> **Required task**: Reproduce every line of the records below, requests included, and add 59 to each bounding-box coordinate in the answers. Leave the requests and their format samples unchanged.

start

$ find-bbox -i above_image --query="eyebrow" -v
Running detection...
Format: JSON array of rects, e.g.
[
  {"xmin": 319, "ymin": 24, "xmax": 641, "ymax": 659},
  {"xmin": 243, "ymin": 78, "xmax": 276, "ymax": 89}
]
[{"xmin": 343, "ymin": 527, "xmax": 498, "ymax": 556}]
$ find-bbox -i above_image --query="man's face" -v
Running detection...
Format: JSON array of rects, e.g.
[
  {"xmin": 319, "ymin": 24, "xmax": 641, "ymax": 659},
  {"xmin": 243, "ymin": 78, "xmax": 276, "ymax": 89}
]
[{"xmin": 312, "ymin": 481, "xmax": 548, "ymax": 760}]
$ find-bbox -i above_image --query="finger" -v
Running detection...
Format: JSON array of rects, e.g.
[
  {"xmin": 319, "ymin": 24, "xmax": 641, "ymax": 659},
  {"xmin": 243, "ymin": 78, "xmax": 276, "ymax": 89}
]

end

> **Answer to the exercise**:
$ find-bbox -i above_image --query="eyebrow" -v
Running detection...
Format: JSON array of rects, e.g.
[
  {"xmin": 319, "ymin": 24, "xmax": 641, "ymax": 659},
  {"xmin": 243, "ymin": 78, "xmax": 276, "ymax": 89}
]
[{"xmin": 402, "ymin": 586, "xmax": 557, "ymax": 615}]
$ find-bbox -i above_image --query="man's face" -v
Running detection...
Format: JSON array of rects, e.g.
[
  {"xmin": 319, "ymin": 24, "xmax": 641, "ymax": 659},
  {"xmin": 243, "ymin": 78, "xmax": 276, "ymax": 89}
]
[{"xmin": 371, "ymin": 540, "xmax": 607, "ymax": 819}]
$ find-bbox -i above_image --query="finger" -v
Running detection...
Format: JSON array of rects, e.g.
[
  {"xmin": 319, "ymin": 24, "xmax": 641, "ymax": 659},
  {"xmin": 243, "ymin": 78, "xmax": 276, "ymax": 89}
]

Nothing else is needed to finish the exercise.